#### [Challenge]
Pull out every line in the items below that contains the word "great". Matching is case-sensitive.
[Start Information provided]
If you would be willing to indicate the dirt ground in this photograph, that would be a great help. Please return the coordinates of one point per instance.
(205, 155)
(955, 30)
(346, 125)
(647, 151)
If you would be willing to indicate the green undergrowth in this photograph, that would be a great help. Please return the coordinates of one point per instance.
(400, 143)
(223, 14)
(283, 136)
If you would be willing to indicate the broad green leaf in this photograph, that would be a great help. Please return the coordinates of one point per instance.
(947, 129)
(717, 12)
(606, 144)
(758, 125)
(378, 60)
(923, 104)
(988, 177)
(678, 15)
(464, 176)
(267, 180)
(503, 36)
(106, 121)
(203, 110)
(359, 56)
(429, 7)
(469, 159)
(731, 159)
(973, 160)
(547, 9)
[End Information provided]
[Start Information provided]
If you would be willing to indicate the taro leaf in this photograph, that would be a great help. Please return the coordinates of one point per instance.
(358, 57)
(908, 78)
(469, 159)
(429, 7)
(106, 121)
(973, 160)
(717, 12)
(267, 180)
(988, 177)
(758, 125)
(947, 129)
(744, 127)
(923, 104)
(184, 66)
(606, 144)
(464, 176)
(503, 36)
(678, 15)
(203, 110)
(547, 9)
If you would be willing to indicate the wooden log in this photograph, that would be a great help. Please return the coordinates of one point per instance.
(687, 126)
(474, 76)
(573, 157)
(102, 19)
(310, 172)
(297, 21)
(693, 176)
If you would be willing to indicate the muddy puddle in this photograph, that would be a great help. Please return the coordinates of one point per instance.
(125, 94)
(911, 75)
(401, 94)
[End Information provided]
#### [Task result]
If you would be willing to indicate the dirt ground in this photograph, that would be a great help. Please return the coordinates of one point per instance.
If you would be willing to indicate the green undergrowth in this photograph, that would be a great help. Please return the coordinates of one point per instance.
If you would be willing to indicate the broad green leaf in this photograph, that would be a great help. Please return the coordinates of one point per instance.
If you would be willing to indicate the taro leaf in this photograph, that would be a great help. Please return the coordinates of one point per instance.
If you would be willing to indicate the wooden log in this photograph, that would be a great help. Please return the coordinates of one point per instance.
If you would be willing to indicate the muddy puddle in this photograph, that would be a great help. Please return the coordinates of one point per instance.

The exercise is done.